I social network sono da sempre un diario che memorizza il modo in cui i cittadini vivono momenti storici. Nel caso della pandemia, sono serviti da valvola di sfogo per milioni di utenti che li hanno utilizzati per condividere le loro preoccupazioni e disagio di fronte a una situazione così drammatica e incerta. Sulla base di ciò, alcuni studiosi del MIT e dell’Università di Harvard hanno analizzato le conversazioni che sono state pubblicate durante questi mesi per scoprire come è stata influenzata la salute mentale degli utenti. La loro ricerca, pubblicata sul Journal of Medical Internet Research, rivela che gli utenti fanno più riferimenti alla loro ansia e parlano più di suicidio rispetto a prima del coronavirus.
La conclusione dello studio si adatta anche alla percezione che gli psicologi hanno avuto con i loro pazienti. Dall’inizio della pandemia, i supporti psicologici si sono concentrati su ansia, gestione del dolore, lutti, problemi di relazione, perdita del lavoro e profonda solitudine.
Questi cambiamenti nelle esigenze dei pazienti sono emersi dalla rete. Utilizzando tecniche di apprendimento automatico per analizzare il contenuto di 826.961 utenti unici dal 2018 al 2020, i ricercatori di Harvard hanno riscontrato cambiamenti nel tono e nel contenuto del linguaggio che i cittadini utilizzavano durante la prima ondata della pandemia. La loro analisi ha rivelato diversi cambiamenti chiave nelle conversazioni: hanno riscontrato un aumento generale dei riferimenti all’ansia e al suicidio.
“Abbiamo scoperto che sono emerse discussioni relative al suicidio e alla solitudine. Il numero di post in questi gruppi è raddoppiato durante la pandemia rispetto agli stessi mesi dell’anno scorso, il che è motivo di grande preoccupazione”, afferma Daniel Low, dottorando di Harvard e del MIT Speech and Hearing Technology and Bioscience Program e autore principale dello studio. Sebbene gli autori chiariscano che non possono indicare la pandemia come l’unica causa dei cambiamenti linguistici osservati, sottolineano che “c’è stato un cambiamento molto più significativo durante il periodo da gennaio ad aprile 2020 rispetto agli stessi mesi del 2019 e 2018 “.
Utilizzando vari tipi di algoritmi di elaborazione del linguaggio naturale (PNL), i ricercatori hanno misurato la frequenza delle parole associate ad argomenti come ansia, morte, isolamento e abuso di sostanze e post raggruppati in base alle somiglianze nella lingua utilizzata. Hanno scoperto che la maggior parte degli utenti ha iniziato a parlare di COVID-19 a marzo, ma quelli che hanno affermato di soffrire di ansia per la salute hanno iniziato molto prima, a gennaio. Con il progredire della pandemia, la lingua utilizzata da tutti gli utenti ha cominciato a somigliarsi di più.
L’analisi ha anche rivelato l’impatto del coronavirus su persone che già soffrivano di qualche tipo di malattia mentale prima della pandemia. I gruppi di persone più colpite all’inizio della pandemia erano quelli legati all’ADHD e ai disturbi alimentari. I ricercatori ipotizzano che senza il loro consueto supporto sociale, a causa della quarantena, le persone con questi disturbi trovino molto più difficile controllare le loro condizioni. In quei gruppi, i ricercatori hanno trovato post sull’iperfocus nelle notizie e sulla ricaduta in comportamenti simili all’anoressia.
I risultati potrebbero aiutare i professionisti, e anche i responsabili dei diversi social network, a identificare e aiutare meglio gli utenti che soffrono di qualche tipo di problema legato alla salute mentale. “Questo tipo di analisi potrebbe aiutare a identificare i segmenti della popolazione più vulnerabili quando accade qualcosa di grave, come una pandemia o un disastro naturale”, afferma Low.

Estratto dati:
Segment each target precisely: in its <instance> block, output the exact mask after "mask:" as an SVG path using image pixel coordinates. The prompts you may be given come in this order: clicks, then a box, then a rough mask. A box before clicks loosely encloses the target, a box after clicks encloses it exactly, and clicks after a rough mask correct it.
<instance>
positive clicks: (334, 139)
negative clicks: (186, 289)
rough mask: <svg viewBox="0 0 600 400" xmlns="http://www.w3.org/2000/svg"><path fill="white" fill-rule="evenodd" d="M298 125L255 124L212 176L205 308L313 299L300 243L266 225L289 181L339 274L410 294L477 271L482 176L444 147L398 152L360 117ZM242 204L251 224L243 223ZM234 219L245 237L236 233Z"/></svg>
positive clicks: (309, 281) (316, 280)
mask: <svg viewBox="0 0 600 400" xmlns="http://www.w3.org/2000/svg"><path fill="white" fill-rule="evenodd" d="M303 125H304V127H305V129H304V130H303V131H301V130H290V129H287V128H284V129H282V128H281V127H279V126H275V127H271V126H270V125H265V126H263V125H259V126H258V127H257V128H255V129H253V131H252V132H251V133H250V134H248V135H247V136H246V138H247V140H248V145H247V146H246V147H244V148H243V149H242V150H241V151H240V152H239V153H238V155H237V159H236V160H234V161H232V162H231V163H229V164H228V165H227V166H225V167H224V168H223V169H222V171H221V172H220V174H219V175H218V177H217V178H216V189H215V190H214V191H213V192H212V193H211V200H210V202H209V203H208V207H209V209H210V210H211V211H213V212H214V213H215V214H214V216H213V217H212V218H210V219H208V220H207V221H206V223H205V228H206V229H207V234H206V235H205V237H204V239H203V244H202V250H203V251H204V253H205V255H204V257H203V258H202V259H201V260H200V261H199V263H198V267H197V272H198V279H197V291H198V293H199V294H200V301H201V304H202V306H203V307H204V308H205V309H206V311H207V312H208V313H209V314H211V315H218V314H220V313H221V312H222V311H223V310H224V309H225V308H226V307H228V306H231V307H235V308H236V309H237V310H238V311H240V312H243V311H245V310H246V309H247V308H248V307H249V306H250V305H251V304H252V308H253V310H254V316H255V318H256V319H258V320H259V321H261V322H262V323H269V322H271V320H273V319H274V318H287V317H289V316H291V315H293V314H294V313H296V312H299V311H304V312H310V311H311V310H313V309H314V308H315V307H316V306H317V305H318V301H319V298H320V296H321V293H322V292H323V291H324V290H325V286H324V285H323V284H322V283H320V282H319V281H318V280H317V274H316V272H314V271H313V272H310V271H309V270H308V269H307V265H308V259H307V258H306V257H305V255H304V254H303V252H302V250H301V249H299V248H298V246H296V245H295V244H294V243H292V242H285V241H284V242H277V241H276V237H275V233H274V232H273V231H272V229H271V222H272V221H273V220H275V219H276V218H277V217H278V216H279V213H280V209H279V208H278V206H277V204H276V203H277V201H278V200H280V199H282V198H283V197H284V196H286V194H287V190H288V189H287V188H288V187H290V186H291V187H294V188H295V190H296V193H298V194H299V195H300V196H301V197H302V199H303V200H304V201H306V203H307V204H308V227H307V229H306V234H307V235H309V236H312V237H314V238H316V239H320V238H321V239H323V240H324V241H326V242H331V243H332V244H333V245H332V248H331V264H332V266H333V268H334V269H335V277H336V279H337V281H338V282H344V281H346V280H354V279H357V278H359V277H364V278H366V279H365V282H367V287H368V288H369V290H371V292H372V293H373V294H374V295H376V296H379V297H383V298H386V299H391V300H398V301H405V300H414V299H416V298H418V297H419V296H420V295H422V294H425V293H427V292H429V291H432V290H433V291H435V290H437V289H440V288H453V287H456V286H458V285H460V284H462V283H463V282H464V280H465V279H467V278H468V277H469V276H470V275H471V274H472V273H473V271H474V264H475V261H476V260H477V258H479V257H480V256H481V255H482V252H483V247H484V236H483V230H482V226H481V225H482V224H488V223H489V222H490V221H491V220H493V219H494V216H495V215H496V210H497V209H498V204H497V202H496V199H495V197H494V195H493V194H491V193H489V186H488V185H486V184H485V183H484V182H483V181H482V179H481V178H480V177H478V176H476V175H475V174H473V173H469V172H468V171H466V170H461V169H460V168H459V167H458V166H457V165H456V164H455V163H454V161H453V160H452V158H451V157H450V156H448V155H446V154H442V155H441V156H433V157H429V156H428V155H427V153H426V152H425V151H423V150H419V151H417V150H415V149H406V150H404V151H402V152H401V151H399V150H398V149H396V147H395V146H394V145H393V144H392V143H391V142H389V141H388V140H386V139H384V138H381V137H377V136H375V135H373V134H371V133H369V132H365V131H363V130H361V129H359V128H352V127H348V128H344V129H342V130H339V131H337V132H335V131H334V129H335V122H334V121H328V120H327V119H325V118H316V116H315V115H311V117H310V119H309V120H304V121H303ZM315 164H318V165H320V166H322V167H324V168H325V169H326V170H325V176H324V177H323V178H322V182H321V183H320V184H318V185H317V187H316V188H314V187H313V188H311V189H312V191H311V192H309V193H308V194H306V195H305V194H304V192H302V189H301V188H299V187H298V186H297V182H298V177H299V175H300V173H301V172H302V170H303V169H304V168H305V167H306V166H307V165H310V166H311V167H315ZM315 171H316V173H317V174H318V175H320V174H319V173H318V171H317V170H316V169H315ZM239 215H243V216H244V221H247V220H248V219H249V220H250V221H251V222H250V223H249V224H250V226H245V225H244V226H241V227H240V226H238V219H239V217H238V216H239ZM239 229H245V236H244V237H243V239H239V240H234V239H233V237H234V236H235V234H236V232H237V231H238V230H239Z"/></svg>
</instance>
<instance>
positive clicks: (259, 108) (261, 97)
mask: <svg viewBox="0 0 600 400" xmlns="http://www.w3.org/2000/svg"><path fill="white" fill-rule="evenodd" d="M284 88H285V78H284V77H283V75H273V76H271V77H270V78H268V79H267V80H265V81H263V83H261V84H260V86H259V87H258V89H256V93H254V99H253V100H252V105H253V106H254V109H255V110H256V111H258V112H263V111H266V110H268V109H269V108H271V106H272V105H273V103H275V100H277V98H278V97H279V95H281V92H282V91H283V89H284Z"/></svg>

Compito A: Trascrivi dal testo sulla salute mentale durante la pandemia il passo compreso tra "Questi cambiamenti nelle" e "e al suicidio.", estremi inclusi.
Compito B: Secondo il testo sulla salute mentale durante la pandemia, di quanti utenti unici i ricercatori hanno analizzato il contenuto?

Risposta esercizio A:
Questi cambiamenti nelle esigenze dei pazienti sono emersi dalla rete. Utilizzando tecniche di apprendimento automatico per analizzare il contenuto di 826.961 utenti unici dal 2018 al 2020, i ricercatori di Harvard hanno riscontrato cambiamenti nel tono e nel contenuto del linguaggio che i cittadini utilizzavano durante la prima ondata della pandemia. La loro analisi ha rivelato diversi cambiamenti chiave nelle conversazioni: hanno riscontrato un aumento generale dei riferimenti all’ansia e al suicidio.

Risposta esercizio B: 826.961 utenti unici, nel periodo dal 2018 al 2020.